Exercises to complete —
**A.** List every painting by Marie Spartali Stillman that the text on her watercolours names, with its year.
**B.** According to the text on Marie Spartali Stillman's watercolours, what instrument is the saint playing in The Childhood of Saint Cecily?
**C.** Pick up the text on Marie Spartali Stillman's watercolours after its last sentence and continue it.

Excerpt —
- - - - - - -

Over three centuries later, the Pre-Raphaelite artist Marie Spartali Stillman painted her watercolours in layers, using a combination of transparent and opaque watercolour on paper that had been hot-pressed to give it a satin-smooth finish. When re-wetted with another layer of wet paint, watercolour usually becomes liquid again, resulting in the layers mixing. Great care and skill is required to apply wet watercolour on dry paint in the way that she did. Even then some paintings simply don’t work, the layers mix and that attempt has to be discarded. When successful, the end result can resemble layered oil paints, which don’t suffer the same problem when dry paint is overpainted.
Marie Spartali Stillman (1844–1927), The Childhood of Saint Cecily (1883), watercolour and graphite heightened by gouache, 101 x 74 cm, Private collection. Wikimedia Commons.
The Childhood of Saint Cecily (1883) was one of the last paintings Stillman composed when she lived in Florence, as reflected in its idealised Tuscan background. As with so many paintings of saints, it departs from even the most inventive of hagiographies, here for the patron saint of music, Cecilia. The saint is shown playing a harp-like psaltery, while an angel adjusts the garland on her head. She has worked subtle patterns into the blue fabric on the arm of the angel, and in the side of the instrument. Flowers and hair have fine detail with sharp highlights, just as might be seen with oils.
Marie Spartali Stillman (1844–1927), Love’s Messenger (1885), watercolor, tempera and gold paint on paper mounted on wood, 81.3 × 66 cm, Delaware Art Museum, Wilmington, DE. Wikimedia Commons.
Love’s Messenger (1885) is probably the finest of her single-figure paintings, and was her most successful ‘problem picture’. The woman stands by her embroidery at an outside window. On her right hand is a messenger dove/pigeon, to which a letter is attached. She clutches that letter to her breast with her left hand, implying that its contents relate to matters of the heart. The dove is being fed corn, which could either be its reward for having reached its destination (thus the woman is the recipient of the message), or preparation for its departure (she is the sender). Despite being exhibited at the Grosvenor Gallery in 1885, and elsewhere, this painting didn’t sell until after she had reworked the background in the 1890s, which must have been a feat in itself.
Marie Spartali Stillman (1844–1927), Love’s Messenger (detail) (1885), watercolor, tempera and gold paint on paper mounted on wood, 81.3 × 66 cm, Delaware Art Museum, Wilmington, DE. Wikimedia Commons.
A detail view of Love’s Messenger shows how her watercolour technique results in a facture more closely resembling that of oils, although this painting is an extreme example with its use of tempera too. This was accomplished by using transparent watercolours more like oil glazes, and gouache (opaque watercolour) for details.
Marie Spartali Stillman (1844–1927), Beatrice (1896), watercolour and gouache on paper mounted on board, 57.6 × 43.2 cm, Delaware Art Museum, Wilmington, DE. Wikimedia Commons.
Her portrait of Beatrice (1896) refers to Dante’s Vita Nuova, through Dante Gabriel Rossetti’s popular translation into English. In this her first version, she shows Dante’s beloved Beatrice lost in contemplation while reading, an intimate insight set firmly in the Pre-Raphaelite mediaeval. This was exhibited at the New Gallery later that year.

- - - - - - -

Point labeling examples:

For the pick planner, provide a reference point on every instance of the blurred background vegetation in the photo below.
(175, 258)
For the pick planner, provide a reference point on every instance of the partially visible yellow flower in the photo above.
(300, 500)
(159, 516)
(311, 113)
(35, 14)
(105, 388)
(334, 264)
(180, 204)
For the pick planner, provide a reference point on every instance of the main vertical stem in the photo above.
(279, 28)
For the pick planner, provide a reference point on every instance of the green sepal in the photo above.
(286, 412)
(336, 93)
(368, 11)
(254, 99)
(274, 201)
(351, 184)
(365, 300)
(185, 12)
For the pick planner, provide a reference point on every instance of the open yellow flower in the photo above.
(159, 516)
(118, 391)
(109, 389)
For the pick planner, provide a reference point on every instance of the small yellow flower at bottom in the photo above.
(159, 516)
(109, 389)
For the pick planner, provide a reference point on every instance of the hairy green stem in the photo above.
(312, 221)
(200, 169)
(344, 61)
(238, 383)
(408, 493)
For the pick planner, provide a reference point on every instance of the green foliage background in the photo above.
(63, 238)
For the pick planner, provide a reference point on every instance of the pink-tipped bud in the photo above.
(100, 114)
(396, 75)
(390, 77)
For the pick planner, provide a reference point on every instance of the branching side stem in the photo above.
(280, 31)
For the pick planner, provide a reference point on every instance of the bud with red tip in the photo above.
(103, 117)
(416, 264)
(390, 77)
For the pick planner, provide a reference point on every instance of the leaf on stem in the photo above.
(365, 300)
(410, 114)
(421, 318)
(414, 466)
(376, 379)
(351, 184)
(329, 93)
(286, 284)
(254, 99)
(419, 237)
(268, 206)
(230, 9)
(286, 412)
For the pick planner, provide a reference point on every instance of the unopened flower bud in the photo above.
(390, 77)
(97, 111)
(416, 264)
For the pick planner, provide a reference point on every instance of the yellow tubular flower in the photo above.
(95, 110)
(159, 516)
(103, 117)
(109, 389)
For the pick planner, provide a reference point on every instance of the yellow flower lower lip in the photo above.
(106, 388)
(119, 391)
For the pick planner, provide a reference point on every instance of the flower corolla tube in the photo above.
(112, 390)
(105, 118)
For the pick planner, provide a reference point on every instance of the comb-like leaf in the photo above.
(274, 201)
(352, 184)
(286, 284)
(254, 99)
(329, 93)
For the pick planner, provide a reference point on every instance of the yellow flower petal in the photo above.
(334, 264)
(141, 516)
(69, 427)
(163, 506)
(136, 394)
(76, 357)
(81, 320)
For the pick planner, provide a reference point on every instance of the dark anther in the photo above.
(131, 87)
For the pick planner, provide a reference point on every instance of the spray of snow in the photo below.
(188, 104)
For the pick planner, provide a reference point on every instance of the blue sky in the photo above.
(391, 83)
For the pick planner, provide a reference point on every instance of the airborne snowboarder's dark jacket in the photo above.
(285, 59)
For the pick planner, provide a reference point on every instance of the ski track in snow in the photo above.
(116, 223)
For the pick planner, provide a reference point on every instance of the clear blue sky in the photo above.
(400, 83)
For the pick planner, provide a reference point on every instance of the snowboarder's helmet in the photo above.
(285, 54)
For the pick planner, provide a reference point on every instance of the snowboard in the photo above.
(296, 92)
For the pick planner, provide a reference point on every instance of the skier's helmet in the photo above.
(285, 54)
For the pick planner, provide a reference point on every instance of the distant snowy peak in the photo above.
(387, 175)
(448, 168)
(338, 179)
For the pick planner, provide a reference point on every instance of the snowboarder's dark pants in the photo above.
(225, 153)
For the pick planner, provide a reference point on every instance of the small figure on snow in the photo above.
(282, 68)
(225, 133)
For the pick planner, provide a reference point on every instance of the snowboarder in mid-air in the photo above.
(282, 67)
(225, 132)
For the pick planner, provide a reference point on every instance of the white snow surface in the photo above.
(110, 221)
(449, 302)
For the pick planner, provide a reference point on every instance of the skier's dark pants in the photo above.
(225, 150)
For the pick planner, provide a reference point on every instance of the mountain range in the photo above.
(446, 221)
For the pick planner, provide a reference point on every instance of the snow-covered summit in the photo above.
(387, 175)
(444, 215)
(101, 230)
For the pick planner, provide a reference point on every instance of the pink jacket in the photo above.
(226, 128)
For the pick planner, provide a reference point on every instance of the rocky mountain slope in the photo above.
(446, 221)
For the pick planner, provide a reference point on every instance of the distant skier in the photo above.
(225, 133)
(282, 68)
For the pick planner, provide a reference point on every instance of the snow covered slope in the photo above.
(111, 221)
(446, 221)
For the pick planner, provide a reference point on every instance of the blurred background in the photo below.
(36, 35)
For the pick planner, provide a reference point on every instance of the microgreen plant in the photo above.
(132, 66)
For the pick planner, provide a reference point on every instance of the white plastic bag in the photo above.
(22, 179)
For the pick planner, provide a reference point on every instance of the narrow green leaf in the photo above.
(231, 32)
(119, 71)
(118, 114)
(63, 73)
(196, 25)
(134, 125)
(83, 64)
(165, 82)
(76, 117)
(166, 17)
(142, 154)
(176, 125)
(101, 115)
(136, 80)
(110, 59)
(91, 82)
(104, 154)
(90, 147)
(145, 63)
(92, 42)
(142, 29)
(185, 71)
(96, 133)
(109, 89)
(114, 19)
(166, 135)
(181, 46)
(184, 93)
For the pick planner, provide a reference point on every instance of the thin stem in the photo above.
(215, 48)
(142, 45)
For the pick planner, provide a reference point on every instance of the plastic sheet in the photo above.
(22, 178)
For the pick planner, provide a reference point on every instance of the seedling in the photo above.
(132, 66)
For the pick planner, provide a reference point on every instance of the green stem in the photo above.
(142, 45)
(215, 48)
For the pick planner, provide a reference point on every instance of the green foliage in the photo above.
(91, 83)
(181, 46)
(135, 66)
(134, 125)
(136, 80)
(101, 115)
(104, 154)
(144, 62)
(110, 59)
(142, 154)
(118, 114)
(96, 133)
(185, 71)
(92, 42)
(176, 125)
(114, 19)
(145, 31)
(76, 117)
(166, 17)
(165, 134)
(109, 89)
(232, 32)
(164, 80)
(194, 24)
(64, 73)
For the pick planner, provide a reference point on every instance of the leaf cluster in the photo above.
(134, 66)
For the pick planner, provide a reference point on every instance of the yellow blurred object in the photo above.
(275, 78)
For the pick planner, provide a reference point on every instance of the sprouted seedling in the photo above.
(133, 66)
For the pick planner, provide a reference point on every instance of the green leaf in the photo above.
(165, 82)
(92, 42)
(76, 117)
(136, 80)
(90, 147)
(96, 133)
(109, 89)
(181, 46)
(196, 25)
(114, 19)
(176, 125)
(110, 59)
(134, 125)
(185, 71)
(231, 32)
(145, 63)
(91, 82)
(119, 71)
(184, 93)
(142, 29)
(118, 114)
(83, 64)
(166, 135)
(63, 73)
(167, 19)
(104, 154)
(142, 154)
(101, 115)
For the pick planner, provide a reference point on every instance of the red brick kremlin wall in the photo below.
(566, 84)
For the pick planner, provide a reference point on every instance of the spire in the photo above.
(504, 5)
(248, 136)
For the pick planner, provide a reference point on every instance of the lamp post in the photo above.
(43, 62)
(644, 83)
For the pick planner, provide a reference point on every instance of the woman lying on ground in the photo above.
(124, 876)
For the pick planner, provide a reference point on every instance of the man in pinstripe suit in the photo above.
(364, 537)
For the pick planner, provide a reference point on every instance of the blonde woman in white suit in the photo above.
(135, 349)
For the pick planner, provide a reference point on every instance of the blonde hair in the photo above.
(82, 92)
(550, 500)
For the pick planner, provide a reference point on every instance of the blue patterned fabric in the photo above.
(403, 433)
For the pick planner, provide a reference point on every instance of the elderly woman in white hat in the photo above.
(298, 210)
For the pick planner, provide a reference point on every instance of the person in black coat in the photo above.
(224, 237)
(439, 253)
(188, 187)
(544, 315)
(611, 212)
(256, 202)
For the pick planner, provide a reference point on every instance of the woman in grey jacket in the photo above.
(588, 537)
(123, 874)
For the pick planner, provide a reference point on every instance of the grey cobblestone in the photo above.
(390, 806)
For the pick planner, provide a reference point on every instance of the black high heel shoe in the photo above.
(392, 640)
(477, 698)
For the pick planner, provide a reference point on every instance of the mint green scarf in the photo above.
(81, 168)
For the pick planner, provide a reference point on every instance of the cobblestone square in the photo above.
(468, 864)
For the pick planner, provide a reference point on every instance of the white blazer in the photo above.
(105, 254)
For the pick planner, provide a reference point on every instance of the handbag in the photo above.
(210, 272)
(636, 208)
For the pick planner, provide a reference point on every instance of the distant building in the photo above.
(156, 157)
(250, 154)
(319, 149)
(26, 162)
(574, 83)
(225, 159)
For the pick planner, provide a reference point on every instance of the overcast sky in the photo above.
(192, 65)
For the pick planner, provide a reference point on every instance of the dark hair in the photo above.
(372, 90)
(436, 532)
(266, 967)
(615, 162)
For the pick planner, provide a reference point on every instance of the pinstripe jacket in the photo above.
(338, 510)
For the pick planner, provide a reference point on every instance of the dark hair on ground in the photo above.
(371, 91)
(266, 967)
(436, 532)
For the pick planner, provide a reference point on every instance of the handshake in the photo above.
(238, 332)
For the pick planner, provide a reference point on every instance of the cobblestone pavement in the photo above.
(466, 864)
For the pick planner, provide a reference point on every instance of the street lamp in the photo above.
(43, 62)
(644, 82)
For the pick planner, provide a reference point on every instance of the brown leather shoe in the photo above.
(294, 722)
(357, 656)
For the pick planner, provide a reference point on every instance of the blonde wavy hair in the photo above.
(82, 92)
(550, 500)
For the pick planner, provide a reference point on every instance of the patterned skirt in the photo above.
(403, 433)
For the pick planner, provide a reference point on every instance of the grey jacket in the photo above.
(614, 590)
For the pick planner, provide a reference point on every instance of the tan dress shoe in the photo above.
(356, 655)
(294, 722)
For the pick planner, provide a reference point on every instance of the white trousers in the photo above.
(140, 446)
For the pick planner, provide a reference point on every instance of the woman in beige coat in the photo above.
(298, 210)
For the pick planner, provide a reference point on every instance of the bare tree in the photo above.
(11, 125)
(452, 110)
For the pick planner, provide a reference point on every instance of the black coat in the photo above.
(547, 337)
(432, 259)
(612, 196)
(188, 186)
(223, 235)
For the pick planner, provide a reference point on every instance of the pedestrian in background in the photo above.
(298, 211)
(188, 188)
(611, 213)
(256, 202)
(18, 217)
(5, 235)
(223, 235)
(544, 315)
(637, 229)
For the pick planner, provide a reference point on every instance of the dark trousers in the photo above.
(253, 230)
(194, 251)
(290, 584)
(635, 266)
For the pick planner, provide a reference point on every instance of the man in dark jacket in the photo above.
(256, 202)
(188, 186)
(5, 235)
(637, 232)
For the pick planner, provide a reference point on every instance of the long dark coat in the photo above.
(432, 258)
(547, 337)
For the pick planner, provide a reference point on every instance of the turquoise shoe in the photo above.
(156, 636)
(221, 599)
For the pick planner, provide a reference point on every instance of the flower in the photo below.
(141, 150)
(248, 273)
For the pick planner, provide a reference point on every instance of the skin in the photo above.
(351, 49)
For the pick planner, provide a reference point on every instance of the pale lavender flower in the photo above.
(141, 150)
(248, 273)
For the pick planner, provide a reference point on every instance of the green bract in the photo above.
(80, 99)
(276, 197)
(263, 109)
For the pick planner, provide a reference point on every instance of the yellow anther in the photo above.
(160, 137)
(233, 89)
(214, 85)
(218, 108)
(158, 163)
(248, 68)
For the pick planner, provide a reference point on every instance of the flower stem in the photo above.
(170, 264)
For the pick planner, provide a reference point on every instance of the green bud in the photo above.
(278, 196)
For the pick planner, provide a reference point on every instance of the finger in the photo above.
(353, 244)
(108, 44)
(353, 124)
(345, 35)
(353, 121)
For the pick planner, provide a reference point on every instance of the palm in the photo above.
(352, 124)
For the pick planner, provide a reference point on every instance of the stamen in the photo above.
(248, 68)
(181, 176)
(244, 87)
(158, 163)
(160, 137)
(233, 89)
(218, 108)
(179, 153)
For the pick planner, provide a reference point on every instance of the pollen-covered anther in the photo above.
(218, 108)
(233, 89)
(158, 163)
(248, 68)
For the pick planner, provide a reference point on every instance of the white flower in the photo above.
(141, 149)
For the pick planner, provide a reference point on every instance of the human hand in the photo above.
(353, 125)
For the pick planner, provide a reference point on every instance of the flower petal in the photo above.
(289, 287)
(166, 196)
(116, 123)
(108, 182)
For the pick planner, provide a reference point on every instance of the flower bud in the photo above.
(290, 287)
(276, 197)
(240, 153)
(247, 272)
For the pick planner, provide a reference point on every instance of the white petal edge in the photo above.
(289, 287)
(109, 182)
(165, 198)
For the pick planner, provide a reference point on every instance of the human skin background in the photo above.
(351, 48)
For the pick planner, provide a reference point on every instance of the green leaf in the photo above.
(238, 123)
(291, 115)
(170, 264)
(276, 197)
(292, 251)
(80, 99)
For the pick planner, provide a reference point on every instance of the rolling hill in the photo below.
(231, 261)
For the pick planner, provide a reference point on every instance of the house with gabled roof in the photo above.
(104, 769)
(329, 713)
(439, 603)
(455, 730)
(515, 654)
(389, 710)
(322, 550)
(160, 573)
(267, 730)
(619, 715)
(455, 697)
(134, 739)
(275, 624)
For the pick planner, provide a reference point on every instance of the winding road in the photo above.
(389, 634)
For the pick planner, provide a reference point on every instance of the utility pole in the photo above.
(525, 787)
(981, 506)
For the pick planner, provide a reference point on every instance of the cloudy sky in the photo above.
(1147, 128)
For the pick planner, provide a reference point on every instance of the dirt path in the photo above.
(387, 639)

- - - - - - -

Exercise results —
**A.**
The Childhood of Saint Cecily (1883)
Love's Messenger (1885)
Beatrice (1896)

**B.** A harp-like psaltery.

**C.**
Marie Spartali Stillman (1844–1927), Beatrice (detail) (1896), watercolour and gouache on paper mounted on board, 57.6 × 43.2 cm, Delaware Art Museum, Wilmington, DE. Wikimedia Commons.
This detail view of Beatrice provides more insight into her exacting technique.
Over the same period, other artists were developing techniques for use on cold-pressed paper with its coarser texture.
At a time when most watercolour painting was still disparagingly considered to be ‘drawing’ for routine topographic views, Alexander Cozens developed specialist techniques, such as keeping ‘reserved space’ to let his white paper ground show through, wet on wet as well as wet on dry application of paint, and scratching out. He also employed both transparent and opaque paints for different effects.
JMW Turner did a great deal to advance both technique and the critical reception of large watercolour works painted in the studio, although even today his oils are much better known, with a few exceptions such as his sublime paintings of the Rigi.
Winslow Homer (1836–1910), The Watcher, Tynemouth (1882), transparent and opaque watercolor, with rewetting, blotting, and scraping, heightened with gum glaze, over graphite, on moderately thick, slightly textured, cream wove paper (all edges trimmed), 21.3 × 37.7 cm, Art Institute of Chicago, Chicago, IL. Wikimedia Commons.
Towards the end of the nineteenth century, Winslow Homer earned his place as one of the greatest watercolour painters of America during a period spent in a fishing community in north-east England. The advanced techniques which he used are shown well in The Watcher, Tynemouth (1882), and include both transparent and opaque paints, rewetting and blotting to remove paint for highlights, scraping, application of wax to resist the adherence of paint, and the use of pure gum solution as a glaze. In this case, his paper is only lightly textured, though.
Perhaps the greatest exponent of these techniques was another American, John Singer Sargent.
John Singer Sargent (1856-1925), Simplon Pass: The Tease (1911), transparent watercolour, opaque watercolour and wax over graphite pencil on paper, 40 x 52.4 cm, Museum of Fine Arts, Boston, MA. Wikimedia Commons.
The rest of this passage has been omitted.